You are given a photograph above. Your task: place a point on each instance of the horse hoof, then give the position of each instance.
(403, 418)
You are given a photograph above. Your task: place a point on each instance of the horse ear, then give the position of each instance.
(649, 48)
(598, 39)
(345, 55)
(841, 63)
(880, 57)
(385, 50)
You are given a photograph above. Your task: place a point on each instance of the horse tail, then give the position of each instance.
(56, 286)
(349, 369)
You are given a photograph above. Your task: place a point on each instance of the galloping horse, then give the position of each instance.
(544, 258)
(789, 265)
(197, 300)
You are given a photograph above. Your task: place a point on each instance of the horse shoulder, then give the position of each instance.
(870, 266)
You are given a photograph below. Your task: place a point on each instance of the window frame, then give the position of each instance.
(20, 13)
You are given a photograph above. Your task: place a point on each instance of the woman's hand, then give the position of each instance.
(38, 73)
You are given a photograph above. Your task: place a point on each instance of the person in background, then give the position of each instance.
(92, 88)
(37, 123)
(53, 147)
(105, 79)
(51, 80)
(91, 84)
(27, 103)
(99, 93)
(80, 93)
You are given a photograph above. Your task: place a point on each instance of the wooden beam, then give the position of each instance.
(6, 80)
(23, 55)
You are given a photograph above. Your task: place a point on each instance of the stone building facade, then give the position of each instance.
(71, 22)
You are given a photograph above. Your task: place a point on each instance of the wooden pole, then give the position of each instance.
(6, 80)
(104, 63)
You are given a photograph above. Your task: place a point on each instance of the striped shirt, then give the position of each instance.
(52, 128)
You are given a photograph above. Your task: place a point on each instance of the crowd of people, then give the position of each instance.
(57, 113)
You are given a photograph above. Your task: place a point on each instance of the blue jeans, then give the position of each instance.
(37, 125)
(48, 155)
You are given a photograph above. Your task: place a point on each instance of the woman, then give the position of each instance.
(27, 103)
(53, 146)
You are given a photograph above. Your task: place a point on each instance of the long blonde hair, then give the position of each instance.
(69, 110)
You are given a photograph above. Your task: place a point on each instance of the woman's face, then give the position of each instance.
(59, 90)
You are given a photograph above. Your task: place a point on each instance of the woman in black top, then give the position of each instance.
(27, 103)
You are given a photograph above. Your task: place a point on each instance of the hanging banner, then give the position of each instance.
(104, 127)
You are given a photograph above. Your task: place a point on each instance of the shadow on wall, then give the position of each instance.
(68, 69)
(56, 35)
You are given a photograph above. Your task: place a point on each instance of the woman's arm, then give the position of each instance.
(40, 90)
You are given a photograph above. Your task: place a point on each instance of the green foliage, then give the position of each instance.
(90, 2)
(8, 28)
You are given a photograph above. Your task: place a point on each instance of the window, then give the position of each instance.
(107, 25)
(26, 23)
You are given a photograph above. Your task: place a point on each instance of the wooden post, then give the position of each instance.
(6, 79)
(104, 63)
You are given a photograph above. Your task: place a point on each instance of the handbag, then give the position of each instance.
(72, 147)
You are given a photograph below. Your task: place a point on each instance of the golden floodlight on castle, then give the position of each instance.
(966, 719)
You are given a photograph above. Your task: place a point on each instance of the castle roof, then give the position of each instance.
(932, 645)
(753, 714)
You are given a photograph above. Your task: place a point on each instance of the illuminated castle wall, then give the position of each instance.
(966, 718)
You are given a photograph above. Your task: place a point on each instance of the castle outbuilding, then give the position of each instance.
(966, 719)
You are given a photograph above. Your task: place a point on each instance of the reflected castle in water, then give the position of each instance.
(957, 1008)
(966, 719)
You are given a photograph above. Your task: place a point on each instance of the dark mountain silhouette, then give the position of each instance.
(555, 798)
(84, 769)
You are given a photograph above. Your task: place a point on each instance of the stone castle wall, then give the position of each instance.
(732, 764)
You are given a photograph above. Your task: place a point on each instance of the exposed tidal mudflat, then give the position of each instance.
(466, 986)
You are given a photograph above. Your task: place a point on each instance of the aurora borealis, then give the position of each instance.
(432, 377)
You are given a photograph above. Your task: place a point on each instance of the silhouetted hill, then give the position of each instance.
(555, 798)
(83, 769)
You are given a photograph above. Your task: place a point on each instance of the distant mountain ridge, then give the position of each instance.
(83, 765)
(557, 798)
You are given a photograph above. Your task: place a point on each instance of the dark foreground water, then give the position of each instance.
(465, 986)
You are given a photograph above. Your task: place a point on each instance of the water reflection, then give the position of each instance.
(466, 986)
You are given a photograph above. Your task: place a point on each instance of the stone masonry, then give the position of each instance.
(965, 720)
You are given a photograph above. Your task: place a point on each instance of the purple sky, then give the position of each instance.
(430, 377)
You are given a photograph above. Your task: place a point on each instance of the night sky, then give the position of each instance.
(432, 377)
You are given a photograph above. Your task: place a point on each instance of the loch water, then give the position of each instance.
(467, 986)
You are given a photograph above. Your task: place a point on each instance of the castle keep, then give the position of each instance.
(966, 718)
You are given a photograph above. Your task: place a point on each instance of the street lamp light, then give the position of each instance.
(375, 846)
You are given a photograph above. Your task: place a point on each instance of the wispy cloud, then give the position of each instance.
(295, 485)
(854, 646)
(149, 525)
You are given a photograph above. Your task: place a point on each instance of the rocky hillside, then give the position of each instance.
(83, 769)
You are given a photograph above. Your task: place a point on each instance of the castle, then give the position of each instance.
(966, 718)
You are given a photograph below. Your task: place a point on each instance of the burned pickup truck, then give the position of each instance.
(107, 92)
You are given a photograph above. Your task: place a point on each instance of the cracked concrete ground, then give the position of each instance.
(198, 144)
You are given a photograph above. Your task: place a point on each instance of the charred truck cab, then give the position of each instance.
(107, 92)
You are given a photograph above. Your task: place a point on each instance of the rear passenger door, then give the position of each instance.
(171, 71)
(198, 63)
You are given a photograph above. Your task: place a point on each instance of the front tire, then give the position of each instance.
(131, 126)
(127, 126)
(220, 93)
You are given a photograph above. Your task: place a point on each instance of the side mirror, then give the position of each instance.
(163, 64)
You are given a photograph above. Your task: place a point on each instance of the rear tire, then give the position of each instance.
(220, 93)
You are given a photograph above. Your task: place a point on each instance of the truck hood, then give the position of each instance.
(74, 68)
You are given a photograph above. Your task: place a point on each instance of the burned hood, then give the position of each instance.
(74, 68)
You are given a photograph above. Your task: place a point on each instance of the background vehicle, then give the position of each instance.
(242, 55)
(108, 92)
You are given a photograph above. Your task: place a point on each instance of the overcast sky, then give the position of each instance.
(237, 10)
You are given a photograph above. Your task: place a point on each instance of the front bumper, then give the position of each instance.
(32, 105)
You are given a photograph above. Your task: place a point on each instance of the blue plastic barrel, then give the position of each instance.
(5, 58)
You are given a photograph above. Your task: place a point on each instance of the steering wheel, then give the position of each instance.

# Written task
Every entry must be output again, exactly as written above.

# Response
You are given a photograph above. Your task: place a point on each instance of the horse hoof, then give the position of each instance.
(403, 418)
You are given a photograph above. Your task: place a point on each instance of the horse ear, then give the position of each instance.
(649, 48)
(598, 39)
(345, 55)
(841, 63)
(880, 57)
(385, 50)
You are given a photograph above. Your task: place a point on each instance of the horse tail, then give the position of each instance.
(56, 286)
(349, 369)
You are given a photograph above. Your task: place a point on each instance of the galloping horse, then give the position of each instance.
(544, 258)
(789, 265)
(197, 300)
You are given a photograph above. Your task: place a point on each instance of the horse shoulder, then give the position of each instance.
(870, 266)
You are given a photograph below. Your task: place a point on each instance of the window frame, then give the position of each instance.
(20, 13)
You are given a photograph above. Your task: place a point on each instance of the woman's hand, then give the position of each instance.
(38, 73)
You are given a photograph above. Your task: place a point on each instance of the person in background, then give the position of each instance.
(92, 88)
(37, 123)
(53, 147)
(105, 79)
(51, 80)
(91, 84)
(27, 103)
(99, 93)
(80, 93)
You are given a photograph above. Your task: place a point on each instance of the wooden beam, then give the position of each instance.
(6, 80)
(23, 55)
You are given a photograph above. Your task: place a point on each instance of the stone building facade, then give the position of each instance.
(71, 22)
You are given a photograph above. Your task: place a point on each instance of the wooden pole, then give the position of each instance.
(6, 80)
(104, 63)
You are given a photograph above. Your task: place a point on each instance of the striped shirt, then give the position of each instance.
(52, 128)
You are given a photograph above. Your task: place a point on each instance of the crowd of people, then give the position of each instance.
(57, 113)
You are given a photograph above. Your task: place a point on each instance of the blue jeans, then give the position of each instance.
(37, 125)
(48, 155)
You are given a photograph above. Your task: place a point on each instance of the woman, then give the position of each instance.
(27, 103)
(53, 146)
You are given a photograph above. Your task: place a point on each instance of the long blonde hair, then give the position of each instance.
(69, 110)
You are given a photograph above. Your task: place a point on each instance of the woman's face, then give the position of each instance.
(59, 90)
You are given a photograph above. Your task: place a point on each instance of the woman in black top, then give the position of each instance.
(27, 103)
You are given a photograph above. Your task: place a point on each instance of the hanging banner, then give the position of each instance.
(104, 127)
You are given a photograph above. Your task: place a point on each instance of the shadow on wall, then give the position of each instance.
(68, 69)
(56, 35)
You are given a photograph above. Your task: place a point on each instance of the woman's arm, then give the position of each instance.
(40, 90)
You are given a photograph above. Your task: place a point on each instance of the green foliage, then give the position of each instance.
(90, 2)
(8, 28)
You are given a photograph above. Your task: place a point on each instance of the window, then give the position of each instance.
(107, 25)
(26, 23)
You are given a photograph above. Your task: place a point on each instance of the wooden post, then give the position of each instance.
(6, 79)
(104, 63)
You are given a photograph above. Your task: place a point on each instance of the handbag, then give the position of each instance.
(72, 147)
You are given a photograph below. Your task: place a point on each instance of the golden floodlight on castle, then give the position of each instance.
(966, 719)
You are given a photograph above. Your task: place a point on each instance of the castle roof, then give the position of each instance.
(932, 645)
(753, 714)
You are given a photograph above. Your task: place a point on each instance of the illuminated castle wall, then give the position of each instance.
(966, 718)
You are given a photograph above. Your task: place a point on each instance of the castle outbuilding, then give the position of each instance.
(966, 719)
You are given a photograph above. Your task: place a point on each instance of the reflected castle in water, then give the position of each instance.
(957, 1008)
(966, 719)
You are given a photograph above. Your task: place a point on each instance of the dark mountain silhouette, then give the position of each instance.
(555, 798)
(84, 769)
You are given a photograph above. Your task: place a point on each instance of the stone castle wall, then give the position of each instance.
(732, 764)
You are given a photograph above. Your task: place a point on each instance of the exposed tidal mudflat, then give the position of each instance.
(466, 986)
You are given a photograph above. Your task: place a point on each instance of the aurora borealis, then give the position of each instance.
(432, 377)
You are given a photograph above. Your task: place a point on each instance of the silhouetted hill, then give the position of each instance.
(555, 798)
(83, 769)
You are given a photograph above. Your task: place a point on each instance of the distant mountain ridge, then give the position of each instance.
(83, 765)
(557, 798)
You are given a photograph above. Your task: place a point on each instance of the dark foreground water, then give the position of each instance.
(465, 986)
You are given a photograph above. Your task: place a point on each instance of the water reflection, then give the position of each instance.
(466, 986)
You are given a photograph above. Your task: place a point on each instance of the stone masonry, then give the position of each instance.
(965, 720)
You are given a photograph above. Your task: place a point on each instance of the purple sky, then give the position of each instance.
(430, 377)
You are given a photograph above. Your task: place a point on each instance of the night sky, then give the position of each instance.
(432, 377)
You are given a photograph above. Your task: place a point on each instance of the loch water, then give the position of each instance.
(467, 986)
You are given a photograph above. Your task: place a point on each instance of the castle keep, then give the position of each instance.
(966, 718)
You are given a photograph above. Your task: place a point on each instance of the street lamp light, then give the position of each instance.
(375, 846)
You are given a photograph above. Your task: place a point on each instance of the wispy cloud, then give the position of each instance.
(295, 485)
(854, 646)
(149, 525)
You are given a photograph above. Your task: place a point on each instance of the rocky hillside, then give the position of each instance.
(83, 769)
You are given a photograph above. Your task: place a point on each instance of the castle, then give the position of each instance.
(966, 718)
You are given a photograph below. Your task: place a point on each instance of the burned pickup truck, then give the position of each instance.
(107, 92)
You are given a photograph above. Your task: place a point on each instance of the cracked concrete ground, then give the position of each instance.
(198, 144)
You are given a photograph above. Your task: place a point on each instance of the charred truck cab, then give the position of each instance.
(107, 92)
You are given a photograph above. Your task: place a point on each instance of the rear passenger door, then give the position of each instance.
(171, 71)
(198, 63)
You are given a photograph above. Your task: place a point on each instance of the front tire, then give the position of each instance.
(131, 126)
(127, 126)
(220, 93)
You are given a photograph above. Your task: place a point on each instance of the side mirror, then give the position of each instance.
(163, 64)
You are given a photograph above. Your task: place a point on each instance of the rear tire, then give the position of each instance.
(220, 93)
You are given a photograph above. Your task: place a point on each instance of the truck hood, then give the position of each instance.
(74, 68)
You are given a photograph above. Your task: place a point on each instance of the burned hood, then give the position of each instance.
(74, 68)
You are given a photograph above. Your task: place a point on each instance of the background vehicle, then give the position of each instance.
(242, 55)
(108, 92)
You are given a photograph above. Your task: place a point on each instance of the overcast sky, then give the position of each instance.
(237, 10)
You are given a photograph above. Your task: place a point on each instance of the front bumper, then give the position of each instance.
(32, 105)
You are given a photograph above. Your task: place a point on each instance of the blue plastic barrel, then give the position of each instance.
(5, 58)
You are given a photograph above. Your task: place a point on each instance of the steering wheel, then give the position of each instance.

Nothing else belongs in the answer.